I wrote this recipe up a few months ago, at the beginning of grilling season. Hard to believe it's nearing the end of grilling season already, sigh, but here we are.
We made pizza on the grill again yesterday and I happened to have the camera out so I took some pictures of the process, figuring I should perhaps write it in a more recipe-like format so that it's useful to people (instead of being funny but not necessarily easy to follow.)
Pizza on the Grill:
Preheat grill to medium-hot (note: I have never tried this on a charcoal grill but I'm sure it'll work fine, you just need to keep the grate far enough from the coals so that the pizza dough doesn't burn.)
Serves: 4-6 (if a few are extremely short and/or have poor appetites)
Ingredients:
1 can or bag of prepared pizza dough, or homemade dough if you're an overachiever
1/2 jar thick spaghetti sauce or pizza sauce (leftover homemade sauce works, too, again if you're an overachiever)
1-2 cloves garlic, thinly sliced
2-3 plum/roma tomatoes, seeded and thinly sliced
1-2 ears corn, cooked, kernels cut from cob (cooked frozen would work in a pinch, but honestly the fresh corn is the fun part)
5-10 basil leaves, thinly sliced. Chiffonade if you're getting all cooking terminology technical on me.
About 6 - 10 oz fresh mozzarella, sliced thinly
Extra virgin olive oil, all purpose flour, salt and pepper as needed.
Instructions:
1. Slice dough into four portions. Roll each out into a rough rectangle or circle or the shape of Luxembourg, whatever suits your family. Mine usually look a little like Missouri. Depending on the dough, you may need a little flour to keep the rolling pin from sticking. You can also pat into shape if you find yourself with only play-doh encrusted rolling pins.

• **Directive**:
Answer these from the grilled pizza recipe:
(a) How many people does the recipe say it serves?
(b) What heat setting should the grill be preheated to?
(c) Into how many portions is the dough sliced in the first instruction?
The material that comes next has no connection to the text above it.

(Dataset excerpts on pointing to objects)

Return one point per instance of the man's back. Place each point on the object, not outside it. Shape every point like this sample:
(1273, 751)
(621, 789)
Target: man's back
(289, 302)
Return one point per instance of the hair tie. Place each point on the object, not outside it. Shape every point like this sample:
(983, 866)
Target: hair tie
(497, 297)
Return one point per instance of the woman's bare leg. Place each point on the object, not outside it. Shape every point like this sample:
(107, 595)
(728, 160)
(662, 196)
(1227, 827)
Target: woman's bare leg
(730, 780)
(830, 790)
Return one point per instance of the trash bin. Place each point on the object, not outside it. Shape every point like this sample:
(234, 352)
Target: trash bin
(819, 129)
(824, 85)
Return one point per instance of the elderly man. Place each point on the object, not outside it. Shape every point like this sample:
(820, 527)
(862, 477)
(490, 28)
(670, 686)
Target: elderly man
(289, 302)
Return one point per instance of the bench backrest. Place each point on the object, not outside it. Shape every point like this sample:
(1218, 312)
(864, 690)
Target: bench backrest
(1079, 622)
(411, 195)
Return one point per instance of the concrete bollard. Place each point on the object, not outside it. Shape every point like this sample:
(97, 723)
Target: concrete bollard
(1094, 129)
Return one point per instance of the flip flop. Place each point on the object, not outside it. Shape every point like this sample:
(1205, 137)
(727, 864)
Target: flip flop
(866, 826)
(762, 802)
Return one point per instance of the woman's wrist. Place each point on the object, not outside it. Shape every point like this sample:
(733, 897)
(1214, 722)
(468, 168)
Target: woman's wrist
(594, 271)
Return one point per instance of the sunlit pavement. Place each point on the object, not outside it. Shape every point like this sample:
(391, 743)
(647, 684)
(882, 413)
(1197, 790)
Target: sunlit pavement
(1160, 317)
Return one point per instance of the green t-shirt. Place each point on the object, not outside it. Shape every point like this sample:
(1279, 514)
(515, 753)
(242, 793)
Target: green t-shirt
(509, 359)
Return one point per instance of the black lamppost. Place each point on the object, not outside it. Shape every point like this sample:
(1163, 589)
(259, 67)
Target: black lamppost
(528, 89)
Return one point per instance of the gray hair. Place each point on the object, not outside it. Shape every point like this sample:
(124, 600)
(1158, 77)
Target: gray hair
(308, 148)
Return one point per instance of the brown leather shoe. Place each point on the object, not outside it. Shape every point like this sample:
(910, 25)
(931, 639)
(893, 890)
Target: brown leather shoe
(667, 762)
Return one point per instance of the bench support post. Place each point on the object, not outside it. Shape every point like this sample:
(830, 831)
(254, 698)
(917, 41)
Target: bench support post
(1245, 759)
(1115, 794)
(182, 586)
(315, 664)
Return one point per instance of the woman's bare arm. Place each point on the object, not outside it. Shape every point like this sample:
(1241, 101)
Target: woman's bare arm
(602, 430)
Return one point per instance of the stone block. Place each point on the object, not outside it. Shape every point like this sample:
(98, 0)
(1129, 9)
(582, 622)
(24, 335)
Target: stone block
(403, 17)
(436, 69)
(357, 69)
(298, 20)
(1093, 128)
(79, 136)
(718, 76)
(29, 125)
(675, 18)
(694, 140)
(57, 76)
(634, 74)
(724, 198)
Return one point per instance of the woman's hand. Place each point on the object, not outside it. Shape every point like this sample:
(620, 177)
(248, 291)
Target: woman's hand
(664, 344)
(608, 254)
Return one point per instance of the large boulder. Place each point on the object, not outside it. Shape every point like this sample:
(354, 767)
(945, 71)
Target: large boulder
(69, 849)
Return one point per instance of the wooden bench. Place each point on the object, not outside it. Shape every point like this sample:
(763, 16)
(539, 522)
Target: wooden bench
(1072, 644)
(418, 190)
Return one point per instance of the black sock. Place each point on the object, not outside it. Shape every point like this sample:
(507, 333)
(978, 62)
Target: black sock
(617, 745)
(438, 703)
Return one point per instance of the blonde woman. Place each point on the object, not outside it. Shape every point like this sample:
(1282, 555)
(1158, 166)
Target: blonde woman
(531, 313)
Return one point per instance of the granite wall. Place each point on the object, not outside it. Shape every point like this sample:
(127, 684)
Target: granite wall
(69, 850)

• **Answer**:
(a) 4-6
(b) Medium-hot
(c) Four